Short exercise :: Return the following lines verbatim, every one of them.

Data shown ::
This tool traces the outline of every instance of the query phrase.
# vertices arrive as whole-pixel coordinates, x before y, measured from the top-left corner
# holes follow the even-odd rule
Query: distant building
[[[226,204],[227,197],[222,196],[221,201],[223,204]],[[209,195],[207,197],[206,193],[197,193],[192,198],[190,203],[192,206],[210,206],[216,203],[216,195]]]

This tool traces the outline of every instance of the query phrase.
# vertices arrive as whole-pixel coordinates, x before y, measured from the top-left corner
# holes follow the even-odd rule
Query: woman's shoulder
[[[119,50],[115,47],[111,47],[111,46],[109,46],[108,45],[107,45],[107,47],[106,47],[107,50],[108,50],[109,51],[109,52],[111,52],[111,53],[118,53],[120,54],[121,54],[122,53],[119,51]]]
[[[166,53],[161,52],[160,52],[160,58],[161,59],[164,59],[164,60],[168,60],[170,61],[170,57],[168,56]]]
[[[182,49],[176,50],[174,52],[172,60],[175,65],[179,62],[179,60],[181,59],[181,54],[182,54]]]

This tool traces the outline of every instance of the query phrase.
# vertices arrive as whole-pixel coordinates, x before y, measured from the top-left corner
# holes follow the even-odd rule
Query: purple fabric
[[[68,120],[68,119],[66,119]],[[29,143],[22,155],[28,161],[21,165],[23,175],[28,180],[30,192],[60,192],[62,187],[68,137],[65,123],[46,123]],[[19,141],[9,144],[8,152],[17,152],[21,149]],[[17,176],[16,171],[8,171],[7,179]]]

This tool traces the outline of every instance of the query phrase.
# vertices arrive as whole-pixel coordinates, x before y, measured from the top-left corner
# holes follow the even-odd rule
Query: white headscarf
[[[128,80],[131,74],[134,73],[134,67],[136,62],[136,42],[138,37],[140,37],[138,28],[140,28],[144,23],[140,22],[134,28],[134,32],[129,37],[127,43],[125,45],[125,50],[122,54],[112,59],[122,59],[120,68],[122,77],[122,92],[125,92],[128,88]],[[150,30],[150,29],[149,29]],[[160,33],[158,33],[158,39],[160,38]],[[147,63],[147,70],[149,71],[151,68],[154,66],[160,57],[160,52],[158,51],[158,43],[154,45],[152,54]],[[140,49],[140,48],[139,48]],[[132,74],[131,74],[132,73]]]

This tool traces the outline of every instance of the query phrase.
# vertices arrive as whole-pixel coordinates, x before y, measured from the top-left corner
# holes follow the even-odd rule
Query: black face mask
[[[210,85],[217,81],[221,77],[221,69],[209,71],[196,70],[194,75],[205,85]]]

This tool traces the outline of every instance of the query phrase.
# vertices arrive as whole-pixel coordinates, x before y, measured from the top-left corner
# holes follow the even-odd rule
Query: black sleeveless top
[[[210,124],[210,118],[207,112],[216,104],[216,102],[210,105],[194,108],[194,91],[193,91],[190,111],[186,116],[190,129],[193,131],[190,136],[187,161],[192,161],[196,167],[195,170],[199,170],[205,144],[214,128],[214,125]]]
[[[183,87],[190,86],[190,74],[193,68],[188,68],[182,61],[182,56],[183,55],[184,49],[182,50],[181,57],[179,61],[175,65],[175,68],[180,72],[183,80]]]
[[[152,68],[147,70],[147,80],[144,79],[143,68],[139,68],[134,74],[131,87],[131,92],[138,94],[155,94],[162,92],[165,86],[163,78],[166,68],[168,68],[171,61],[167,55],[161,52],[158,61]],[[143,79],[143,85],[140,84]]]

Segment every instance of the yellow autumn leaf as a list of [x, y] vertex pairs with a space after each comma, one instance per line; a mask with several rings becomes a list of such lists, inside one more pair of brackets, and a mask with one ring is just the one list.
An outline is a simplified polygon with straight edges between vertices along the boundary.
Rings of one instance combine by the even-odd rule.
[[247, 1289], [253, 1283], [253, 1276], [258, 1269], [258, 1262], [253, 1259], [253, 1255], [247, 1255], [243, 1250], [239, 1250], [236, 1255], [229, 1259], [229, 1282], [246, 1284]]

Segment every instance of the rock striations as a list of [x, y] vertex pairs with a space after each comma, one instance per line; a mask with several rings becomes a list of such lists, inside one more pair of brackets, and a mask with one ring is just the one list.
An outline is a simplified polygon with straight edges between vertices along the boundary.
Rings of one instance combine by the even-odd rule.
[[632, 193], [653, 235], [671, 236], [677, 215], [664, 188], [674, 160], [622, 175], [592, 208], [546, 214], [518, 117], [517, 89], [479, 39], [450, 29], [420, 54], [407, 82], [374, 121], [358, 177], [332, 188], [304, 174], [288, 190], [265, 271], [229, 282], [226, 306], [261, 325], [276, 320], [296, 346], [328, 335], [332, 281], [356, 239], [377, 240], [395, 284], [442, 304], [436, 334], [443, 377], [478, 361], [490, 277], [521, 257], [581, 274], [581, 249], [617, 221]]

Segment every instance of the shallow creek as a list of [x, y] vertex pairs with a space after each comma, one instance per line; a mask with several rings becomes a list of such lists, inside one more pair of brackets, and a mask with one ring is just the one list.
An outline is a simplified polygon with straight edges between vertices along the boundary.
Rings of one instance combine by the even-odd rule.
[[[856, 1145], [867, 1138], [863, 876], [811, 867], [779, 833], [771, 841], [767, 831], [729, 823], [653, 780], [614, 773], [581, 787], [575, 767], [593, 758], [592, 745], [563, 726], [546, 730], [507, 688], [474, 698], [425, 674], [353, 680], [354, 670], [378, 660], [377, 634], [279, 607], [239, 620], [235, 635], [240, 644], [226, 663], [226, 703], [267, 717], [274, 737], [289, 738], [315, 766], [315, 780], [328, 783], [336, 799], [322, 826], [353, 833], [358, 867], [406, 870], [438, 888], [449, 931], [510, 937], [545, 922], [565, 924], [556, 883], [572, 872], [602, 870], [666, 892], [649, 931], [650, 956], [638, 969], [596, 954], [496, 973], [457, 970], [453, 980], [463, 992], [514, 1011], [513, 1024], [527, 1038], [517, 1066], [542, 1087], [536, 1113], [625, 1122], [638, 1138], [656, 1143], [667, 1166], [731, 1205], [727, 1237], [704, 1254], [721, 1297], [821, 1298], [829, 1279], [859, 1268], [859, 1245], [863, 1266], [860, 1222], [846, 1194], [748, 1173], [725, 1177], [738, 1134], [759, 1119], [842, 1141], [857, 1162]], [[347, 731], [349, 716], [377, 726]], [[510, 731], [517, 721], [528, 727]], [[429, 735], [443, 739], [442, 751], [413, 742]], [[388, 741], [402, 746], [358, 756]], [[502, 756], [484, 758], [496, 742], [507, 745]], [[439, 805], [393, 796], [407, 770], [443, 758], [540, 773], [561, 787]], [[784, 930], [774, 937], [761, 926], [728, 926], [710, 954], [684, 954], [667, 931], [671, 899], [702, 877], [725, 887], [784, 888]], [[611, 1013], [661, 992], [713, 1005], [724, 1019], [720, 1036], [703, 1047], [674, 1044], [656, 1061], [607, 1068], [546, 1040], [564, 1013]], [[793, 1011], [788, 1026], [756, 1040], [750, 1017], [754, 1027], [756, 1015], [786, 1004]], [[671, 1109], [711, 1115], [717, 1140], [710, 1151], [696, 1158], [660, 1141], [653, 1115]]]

Solved exercise ::
This tool traces the outline of every instance of the query phrase.
# vertices arrive as whole-pixel coordinates, x before y, measured from the top-left corner
# holes follow the even-odd rule
Query: distant building
[[[226,204],[227,197],[222,196],[221,201],[223,204]],[[209,195],[207,197],[206,193],[197,193],[192,198],[190,203],[192,206],[210,206],[216,203],[216,195]]]

This tool traces the outline of every instance of the query phrase.
# vertices arrive as whole-pixel coordinates, x before y, measured from the top-left corner
# holes follow the even-odd rule
Query: woman's shoulder
[[[119,50],[115,47],[111,47],[111,46],[109,46],[108,45],[107,45],[107,47],[106,47],[107,50],[108,50],[109,51],[109,52],[111,52],[111,53],[118,53],[120,54],[121,54],[122,53],[119,51]]]
[[[166,53],[161,52],[160,52],[160,58],[161,59],[164,59],[164,60],[168,60],[170,61],[170,57],[168,56]]]
[[[182,49],[176,50],[174,52],[172,60],[175,65],[179,62],[179,60],[181,59],[181,54],[182,54]]]

This tool traces the outline of every instance of the query phrase.
# vertices arrive as whole-pixel coordinates, x before y, measured from the top-left corner
# holes follow the even-odd rule
Query: purple fabric
[[[68,120],[68,119],[66,119]],[[29,143],[22,155],[28,161],[21,165],[23,175],[28,180],[30,192],[60,192],[62,187],[68,137],[65,123],[46,123]],[[19,141],[9,144],[8,152],[17,152],[21,149]],[[17,176],[16,171],[8,171],[7,179]]]

This tool traces the outline of every instance of the query phrase.
# vertices arrive as whole-pixel coordinates, x before y, measured from the top-left corner
# holes follow the even-odd rule
Query: white headscarf
[[[128,80],[131,74],[134,73],[134,67],[136,62],[136,42],[138,37],[140,37],[138,28],[140,28],[144,23],[140,22],[134,28],[134,32],[129,37],[127,43],[125,45],[125,50],[122,54],[112,59],[122,59],[120,68],[122,77],[122,92],[125,92],[128,88]],[[150,30],[150,29],[149,29]],[[160,33],[158,33],[158,39],[160,38]],[[147,63],[147,70],[149,71],[151,68],[154,66],[160,57],[160,52],[158,51],[158,43],[154,45],[152,54]],[[140,49],[140,48],[139,48]],[[132,74],[131,74],[132,73]]]

This tool traces the outline of every instance of the query phrase.
# vertices arrive as whole-pixel coordinates, x before y, measured from the top-left corner
# holes follow the even-odd rule
Query: black face mask
[[[210,85],[217,81],[221,77],[221,69],[209,71],[196,70],[194,75],[205,85]]]

This tool traces the outline of every instance of the query phrase.
# vertices arrive as whole-pixel coordinates, x before y, measured from the top-left corner
# holes follow the even-odd rule
Query: black sleeveless top
[[[210,124],[210,118],[207,112],[216,104],[216,102],[210,105],[194,108],[194,91],[193,91],[190,111],[186,116],[190,129],[193,131],[190,136],[187,161],[192,161],[196,167],[195,170],[199,170],[205,144],[214,128],[214,125]]]
[[[183,87],[190,86],[190,74],[193,68],[188,68],[182,61],[182,56],[183,55],[184,49],[182,50],[181,57],[179,61],[175,65],[175,68],[180,72],[183,80]]]
[[[152,68],[147,70],[147,80],[144,79],[143,68],[139,68],[134,74],[131,87],[131,92],[138,94],[155,94],[162,92],[165,86],[163,78],[166,68],[168,68],[171,61],[167,55],[161,52],[158,61]],[[143,79],[143,85],[140,84]]]

Segment every instance of the yellow autumn leaf as a list of [x, y] vertex pairs with a space after each comma, one instance per line; a mask with several rings becomes a list of such lists, inside one more pair of brackets, and a mask with one ring is just the one list.
An outline is a simplified polygon with straight edges between vertices along the boundary.
Rings of one instance combine by the even-odd rule.
[[247, 1289], [253, 1283], [253, 1276], [258, 1269], [258, 1262], [253, 1259], [253, 1255], [247, 1255], [243, 1250], [239, 1250], [236, 1255], [229, 1259], [229, 1282], [246, 1284]]

Segment every instance of the rock striations as a list of [x, y] vertex pairs with a space after each comma, one instance per line; a mask with several rings becomes a list of such lists, inside one more pair of brackets, and a mask with one ring is just the one list.
An outline is a simplified polygon with straight edges between vertices along the boundary.
Rings of one instance combine by the even-odd rule.
[[632, 193], [653, 235], [671, 236], [677, 215], [664, 188], [674, 160], [622, 175], [592, 208], [546, 214], [518, 117], [517, 89], [479, 39], [450, 29], [420, 54], [407, 82], [374, 121], [358, 177], [332, 188], [304, 174], [288, 190], [265, 271], [229, 282], [226, 306], [261, 325], [276, 320], [296, 346], [328, 335], [332, 281], [356, 239], [377, 240], [395, 284], [442, 304], [436, 334], [443, 377], [478, 361], [490, 277], [521, 257], [581, 274], [581, 249], [617, 221]]

Segment every instance of the shallow creek as a list of [x, y] vertex pairs with a space after each comma, one instance per line; a mask with several rings becomes a list of such lists, inside one more pair of brackets, and a mask with one ring is just the one list.
An outline is a simplified polygon with straight edges between vertices along the boundary.
Rings of one instance combine by the even-odd rule.
[[[856, 1145], [867, 1138], [863, 876], [811, 867], [779, 833], [771, 841], [767, 831], [729, 823], [653, 780], [614, 773], [581, 787], [575, 767], [593, 758], [592, 745], [563, 726], [546, 730], [507, 688], [474, 698], [425, 674], [353, 680], [354, 670], [378, 660], [377, 634], [279, 607], [239, 620], [235, 635], [240, 644], [226, 663], [226, 703], [267, 717], [274, 737], [289, 738], [315, 766], [315, 780], [328, 783], [336, 799], [322, 826], [353, 833], [358, 867], [406, 870], [438, 888], [449, 931], [510, 937], [545, 922], [565, 924], [556, 883], [572, 872], [602, 870], [666, 892], [649, 931], [650, 956], [638, 969], [596, 954], [496, 973], [457, 970], [453, 980], [463, 992], [514, 1011], [513, 1024], [527, 1038], [517, 1066], [542, 1087], [536, 1113], [625, 1122], [638, 1138], [656, 1143], [667, 1166], [731, 1205], [727, 1237], [704, 1254], [721, 1297], [821, 1298], [829, 1279], [859, 1268], [859, 1245], [863, 1266], [860, 1222], [846, 1194], [748, 1173], [725, 1177], [738, 1134], [759, 1119], [842, 1141], [857, 1162]], [[347, 731], [349, 716], [377, 726]], [[510, 731], [517, 721], [528, 727]], [[429, 735], [443, 739], [442, 751], [413, 742]], [[388, 741], [402, 746], [358, 756]], [[502, 756], [484, 758], [496, 742], [507, 745]], [[439, 805], [393, 796], [407, 770], [443, 758], [540, 773], [561, 787]], [[784, 930], [774, 937], [761, 926], [728, 926], [710, 954], [684, 954], [667, 931], [671, 899], [702, 877], [725, 887], [784, 888]], [[611, 1013], [661, 992], [713, 1005], [724, 1019], [720, 1036], [703, 1047], [674, 1044], [656, 1061], [607, 1068], [546, 1040], [564, 1013]], [[793, 1011], [788, 1026], [756, 1040], [750, 1017], [754, 1027], [756, 1015], [786, 1004]], [[671, 1109], [711, 1115], [717, 1140], [710, 1151], [696, 1158], [660, 1141], [653, 1115]]]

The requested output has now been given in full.